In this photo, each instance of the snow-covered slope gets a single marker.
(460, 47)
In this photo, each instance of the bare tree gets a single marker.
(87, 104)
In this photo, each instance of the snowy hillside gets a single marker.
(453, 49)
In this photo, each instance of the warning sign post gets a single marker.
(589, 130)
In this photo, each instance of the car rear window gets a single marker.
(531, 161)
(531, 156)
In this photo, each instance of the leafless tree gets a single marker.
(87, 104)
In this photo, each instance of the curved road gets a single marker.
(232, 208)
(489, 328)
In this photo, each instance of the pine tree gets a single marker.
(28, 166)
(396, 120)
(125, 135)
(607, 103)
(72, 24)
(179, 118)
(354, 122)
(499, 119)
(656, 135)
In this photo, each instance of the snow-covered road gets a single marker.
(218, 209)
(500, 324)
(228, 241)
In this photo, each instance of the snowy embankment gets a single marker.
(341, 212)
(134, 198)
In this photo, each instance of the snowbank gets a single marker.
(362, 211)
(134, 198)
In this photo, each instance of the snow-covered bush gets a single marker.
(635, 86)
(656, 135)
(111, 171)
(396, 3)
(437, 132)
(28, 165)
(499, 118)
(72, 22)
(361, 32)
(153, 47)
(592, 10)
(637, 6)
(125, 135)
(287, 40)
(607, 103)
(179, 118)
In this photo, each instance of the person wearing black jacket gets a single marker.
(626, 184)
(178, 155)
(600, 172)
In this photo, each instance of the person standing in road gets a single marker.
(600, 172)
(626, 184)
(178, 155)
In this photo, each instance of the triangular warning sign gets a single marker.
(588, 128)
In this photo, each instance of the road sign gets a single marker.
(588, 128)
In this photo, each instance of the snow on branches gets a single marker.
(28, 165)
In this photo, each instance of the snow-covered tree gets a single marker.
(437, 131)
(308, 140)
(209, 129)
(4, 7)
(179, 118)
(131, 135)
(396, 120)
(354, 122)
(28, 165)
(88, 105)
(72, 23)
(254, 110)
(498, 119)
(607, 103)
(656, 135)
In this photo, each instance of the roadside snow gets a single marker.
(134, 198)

◆ THE TASK:
Turn the lines above into a numbered list, leaving out any blank lines.

◆ RESPONSE TO THIS EXERCISE:
1. In this photo, each instance of the snow-covered slope gets a single marker.
2. (460, 47)
3. In this photo, each instance of the bare tree gets a single marker.
4. (87, 104)
5. In this photo, each instance of the snowy hillside gets a single marker.
6. (453, 49)
7. In this photo, each instance of the warning sign post gets a single marker.
8. (589, 130)
9. In this photo, each instance of the car rear window gets a single marker.
10. (531, 161)
11. (531, 156)
12. In this photo, each instance of the leafless tree gets a single marker.
13. (87, 104)
14. In this photo, each instance of the curved road gets a single marker.
15. (232, 208)
16. (489, 328)
17. In this photo, each instance of the pine tree gets a single marker.
18. (28, 166)
19. (396, 120)
20. (125, 135)
21. (607, 103)
22. (72, 24)
23. (179, 118)
24. (354, 122)
25. (499, 119)
26. (656, 135)
27. In this photo, each instance of the snow-covered road gets a single marker.
28. (218, 209)
29. (500, 324)
30. (228, 241)
31. In this photo, each instance of the snowy embankment gets a single marker.
32. (341, 212)
33. (134, 198)
34. In this photo, each instance of the snowbank gets a single marker.
35. (362, 211)
36. (134, 198)
37. In this photo, each instance of the snow-covered bush gets a single marker.
38. (635, 86)
39. (656, 135)
40. (111, 171)
41. (396, 3)
42. (437, 132)
43. (28, 165)
44. (499, 118)
45. (72, 22)
46. (361, 32)
47. (153, 47)
48. (592, 10)
49. (637, 6)
50. (125, 135)
51. (287, 40)
52. (607, 103)
53. (179, 118)
54. In this photo, each instance of the person wearing black jacket gets a single marker.
55. (626, 184)
56. (178, 155)
57. (600, 172)
58. In this photo, each instance of the person standing in road gets a single marker.
59. (600, 172)
60. (626, 184)
61. (178, 155)
62. In this photo, each instance of the triangular warning sign gets a single marker.
63. (588, 128)
64. In this photo, each instance of the road sign gets a single marker.
65. (588, 128)
66. In this photo, each instance of the snow on branches gets a single marker.
67. (28, 165)
68. In this photo, each instance of the snow-covered tree gets a single marker.
69. (437, 131)
70. (308, 140)
71. (209, 129)
72. (4, 7)
73. (179, 118)
74. (131, 135)
75. (396, 120)
76. (354, 122)
77. (28, 165)
78. (88, 105)
79. (72, 23)
80. (254, 110)
81. (498, 119)
82. (607, 103)
83. (656, 135)
84. In this photo, each instance of the roadside snow gets a single marker.
85. (134, 198)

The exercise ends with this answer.